▸ TASK TO CARRY OUT: Please render the stretch of entries from the line containing "the mattress, where" through the line containing "pixel 499 201" as a numbered list, omitting any blank lines and including no other lines.

(Location identification entries)
▼

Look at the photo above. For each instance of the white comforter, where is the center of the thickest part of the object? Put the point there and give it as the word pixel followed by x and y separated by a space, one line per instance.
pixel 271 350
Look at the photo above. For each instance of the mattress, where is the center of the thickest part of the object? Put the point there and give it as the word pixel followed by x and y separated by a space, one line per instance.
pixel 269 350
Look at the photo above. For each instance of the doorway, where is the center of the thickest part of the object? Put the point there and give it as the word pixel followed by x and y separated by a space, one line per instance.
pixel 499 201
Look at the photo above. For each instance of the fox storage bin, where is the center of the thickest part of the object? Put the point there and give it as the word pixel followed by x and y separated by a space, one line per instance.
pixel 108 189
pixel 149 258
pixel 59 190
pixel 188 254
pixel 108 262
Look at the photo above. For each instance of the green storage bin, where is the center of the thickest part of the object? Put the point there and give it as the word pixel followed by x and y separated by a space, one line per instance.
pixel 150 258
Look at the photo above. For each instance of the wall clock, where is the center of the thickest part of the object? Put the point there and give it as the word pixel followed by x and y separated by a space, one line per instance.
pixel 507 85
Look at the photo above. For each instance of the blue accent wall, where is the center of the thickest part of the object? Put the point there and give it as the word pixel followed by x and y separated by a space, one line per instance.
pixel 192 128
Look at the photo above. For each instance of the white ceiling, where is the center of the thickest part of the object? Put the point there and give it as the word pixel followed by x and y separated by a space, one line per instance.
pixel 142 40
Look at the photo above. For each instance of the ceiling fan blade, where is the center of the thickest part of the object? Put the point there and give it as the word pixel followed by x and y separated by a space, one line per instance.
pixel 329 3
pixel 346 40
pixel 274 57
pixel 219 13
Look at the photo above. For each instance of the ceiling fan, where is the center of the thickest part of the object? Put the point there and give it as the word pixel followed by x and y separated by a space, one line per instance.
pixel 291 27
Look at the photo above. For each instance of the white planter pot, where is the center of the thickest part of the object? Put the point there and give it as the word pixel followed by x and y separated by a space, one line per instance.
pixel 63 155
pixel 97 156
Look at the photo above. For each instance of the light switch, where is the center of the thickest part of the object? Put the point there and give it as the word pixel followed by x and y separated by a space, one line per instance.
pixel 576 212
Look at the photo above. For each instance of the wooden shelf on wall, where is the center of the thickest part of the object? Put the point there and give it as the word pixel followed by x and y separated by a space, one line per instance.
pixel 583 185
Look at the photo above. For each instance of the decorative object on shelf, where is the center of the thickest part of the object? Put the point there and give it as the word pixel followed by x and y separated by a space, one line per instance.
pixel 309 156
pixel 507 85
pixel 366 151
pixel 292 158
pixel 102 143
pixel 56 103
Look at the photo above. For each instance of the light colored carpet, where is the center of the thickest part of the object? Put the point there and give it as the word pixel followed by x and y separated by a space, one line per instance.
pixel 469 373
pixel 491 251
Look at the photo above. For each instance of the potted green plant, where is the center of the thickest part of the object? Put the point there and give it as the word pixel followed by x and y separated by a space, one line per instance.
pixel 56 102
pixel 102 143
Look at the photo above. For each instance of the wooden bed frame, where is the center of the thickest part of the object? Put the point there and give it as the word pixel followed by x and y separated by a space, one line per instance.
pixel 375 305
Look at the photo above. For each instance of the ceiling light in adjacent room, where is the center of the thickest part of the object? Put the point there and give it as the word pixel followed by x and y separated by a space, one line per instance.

▲

▸ EXPECTED OUTPUT:
1. Look at the photo above. For each instance of the mattress, where is the center of the thickest part of the object? Put the point there and give it as the word pixel followed by x and y separated by a space, one line per instance.
2. pixel 269 350
3. Look at the photo above. For each instance of the doorway, where is the center of the thickest part of the object? Put the point there and give it as the word pixel followed by x and y separated by a space, one line per instance.
4. pixel 499 201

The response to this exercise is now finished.